Pointing dataset records:
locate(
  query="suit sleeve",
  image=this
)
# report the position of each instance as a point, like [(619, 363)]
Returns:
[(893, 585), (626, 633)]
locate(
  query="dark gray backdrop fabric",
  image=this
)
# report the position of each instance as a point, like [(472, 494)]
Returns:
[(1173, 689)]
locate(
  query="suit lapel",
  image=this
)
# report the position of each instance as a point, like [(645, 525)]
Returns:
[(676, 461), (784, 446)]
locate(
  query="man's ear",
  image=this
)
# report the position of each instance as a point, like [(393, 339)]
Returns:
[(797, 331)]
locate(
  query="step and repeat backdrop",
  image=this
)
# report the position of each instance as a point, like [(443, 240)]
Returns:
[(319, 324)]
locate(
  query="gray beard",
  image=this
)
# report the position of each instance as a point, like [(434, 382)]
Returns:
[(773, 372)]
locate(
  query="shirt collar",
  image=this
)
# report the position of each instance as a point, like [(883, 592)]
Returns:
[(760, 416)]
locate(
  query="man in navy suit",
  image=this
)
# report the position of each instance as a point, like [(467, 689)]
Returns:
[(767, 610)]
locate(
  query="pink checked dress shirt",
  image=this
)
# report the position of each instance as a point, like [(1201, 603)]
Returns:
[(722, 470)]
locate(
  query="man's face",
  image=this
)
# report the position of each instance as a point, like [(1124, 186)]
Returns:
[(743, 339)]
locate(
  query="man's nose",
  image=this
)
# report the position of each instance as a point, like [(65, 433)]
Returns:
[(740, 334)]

_Task instructions_
All of the records must be repeated exactly.

_Problem solution_
locate(
  query="suit sleeve",
  image=this
)
# report the position of each instance as a point, like [(619, 363)]
Returns:
[(893, 585), (626, 633)]
locate(
  query="dark gray backdrop fabric",
  image=this
)
# report the position of each instance as a point, like [(472, 494)]
Returns:
[(1173, 689)]
locate(
  query="suit lapel",
  image=this
)
# report the position of each instance as a point, like [(645, 525)]
Returns:
[(676, 461), (784, 446)]
locate(
  query="man's ear",
  image=this
)
# report the position of each instance as a point, like [(393, 339)]
Returns:
[(797, 331)]
locate(
  query="step and repeat backdrop",
  image=this
)
# report the position of each instance as a point, like [(443, 240)]
Returns:
[(319, 324)]
locate(
  query="gray beard",
  image=this
)
# report the position of each instance as a point, like [(434, 382)]
Returns:
[(773, 372)]
locate(
  query="shirt collar",
  image=this
)
# report the position of each instance as a point, like [(883, 592)]
Returns:
[(760, 416)]
locate(
  query="man in navy suit",
  image=this
)
# report the position of each instance as a point, like [(467, 689)]
Returns:
[(767, 610)]
locate(
  query="pink checked dress shirt",
  image=this
)
# report the position of each instance as a point, like [(1201, 603)]
Returns:
[(722, 470)]
locate(
  query="man's face",
  image=this
)
# report the position of each instance as a point, like [(1124, 186)]
Returns:
[(743, 339)]
locate(
  query="man's nose",
  image=this
)
# report the position of each instance as a point, like [(65, 433)]
Returns:
[(740, 334)]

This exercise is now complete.